Stored dataset items
START

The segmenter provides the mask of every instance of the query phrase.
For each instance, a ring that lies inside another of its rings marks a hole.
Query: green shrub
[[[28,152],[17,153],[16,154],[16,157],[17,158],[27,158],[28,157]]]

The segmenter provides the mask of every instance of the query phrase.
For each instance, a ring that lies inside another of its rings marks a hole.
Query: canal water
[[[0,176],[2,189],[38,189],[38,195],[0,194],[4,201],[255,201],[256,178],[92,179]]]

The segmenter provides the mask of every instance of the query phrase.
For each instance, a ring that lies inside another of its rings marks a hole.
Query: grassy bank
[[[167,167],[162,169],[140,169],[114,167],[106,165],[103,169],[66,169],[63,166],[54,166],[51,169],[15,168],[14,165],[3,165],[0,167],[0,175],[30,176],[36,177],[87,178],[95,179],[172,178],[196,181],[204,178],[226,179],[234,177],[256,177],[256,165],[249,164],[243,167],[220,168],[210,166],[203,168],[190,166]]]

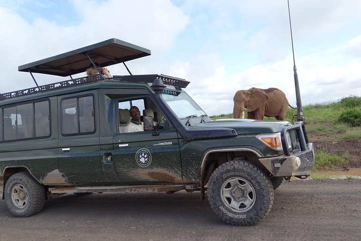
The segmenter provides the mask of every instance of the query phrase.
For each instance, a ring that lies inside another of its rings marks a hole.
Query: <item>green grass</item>
[[[334,170],[335,167],[346,164],[348,160],[348,155],[347,154],[332,155],[321,151],[315,154],[313,170]]]
[[[354,180],[356,179],[355,176],[346,176],[346,179],[347,180]]]
[[[311,177],[311,178],[312,180],[315,180],[316,181],[325,181],[329,179],[328,177],[320,177],[317,176]]]

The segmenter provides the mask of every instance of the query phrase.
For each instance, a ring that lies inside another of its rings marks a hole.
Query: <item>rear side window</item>
[[[49,102],[47,100],[1,109],[0,141],[49,136]]]
[[[95,122],[92,95],[63,99],[61,108],[63,135],[94,132]]]

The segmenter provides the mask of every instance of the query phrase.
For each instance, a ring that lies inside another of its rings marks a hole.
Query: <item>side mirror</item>
[[[143,116],[143,130],[144,132],[148,132],[154,130],[153,126],[153,117],[152,116]]]

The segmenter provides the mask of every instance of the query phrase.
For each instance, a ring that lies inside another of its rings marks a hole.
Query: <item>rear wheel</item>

END

All of the data above should be quoted exactly, except for the pictures.

The segmenter provides the mask of every instance of the query phrase.
For each instance, a ring that lies inside another of its rings marks a hole.
Query: green shrub
[[[28,152],[17,153],[16,154],[16,157],[17,158],[27,158],[28,157]]]

The segmenter provides the mask of every instance of the query phrase.
For each instance, a ring that lies inside another of its rings marks a hole.
Query: canal water
[[[0,176],[2,189],[38,189],[38,195],[0,194],[4,201],[255,201],[256,178],[92,179]]]

The segmenter provides the mask of every instance of the query phrase.
For each instance, a ring that lies inside another of its rings marks a hole.
Query: grassy bank
[[[167,167],[162,169],[140,169],[114,167],[106,165],[103,169],[66,169],[63,166],[54,166],[51,169],[15,168],[14,165],[3,165],[0,167],[0,175],[30,176],[36,177],[87,178],[95,179],[172,178],[196,181],[204,178],[226,179],[234,177],[256,177],[256,165],[249,164],[243,167],[220,168],[210,166],[203,168],[190,166]]]

The segmenter provides the mask of every instance of the query phrase.
For each instance, a ring that lies inside another of its rings marks a hole.
Query: <item>green grass</item>
[[[334,170],[335,167],[346,164],[348,160],[348,155],[347,154],[332,155],[321,151],[315,154],[313,170]]]
[[[354,180],[356,179],[355,176],[346,176],[346,179],[347,180]]]
[[[311,177],[311,178],[312,180],[315,180],[316,181],[325,181],[329,179],[328,177],[320,177],[317,176]]]

The segmenter provides the mask of every instance of the query phrase.
For each instance, a ring that lies inside another of its rings marks a hole.
Query: <item>rear side window</item>
[[[49,102],[47,100],[1,109],[0,141],[49,136]]]
[[[95,122],[92,95],[63,99],[61,108],[63,135],[94,132]]]

The segmenter provides the mask of every instance of the query phrase.
For each instance, a ring that lies inside another of its rings marks a hole.
Query: <item>side mirror</item>
[[[143,116],[143,130],[144,132],[148,132],[154,130],[153,126],[153,117],[152,116]]]

The segmenter provides the mask of every instance of the query phrase.
For each instance, a ring that lies inside another of its rings marks a hole.
Query: <item>rear wheel</item>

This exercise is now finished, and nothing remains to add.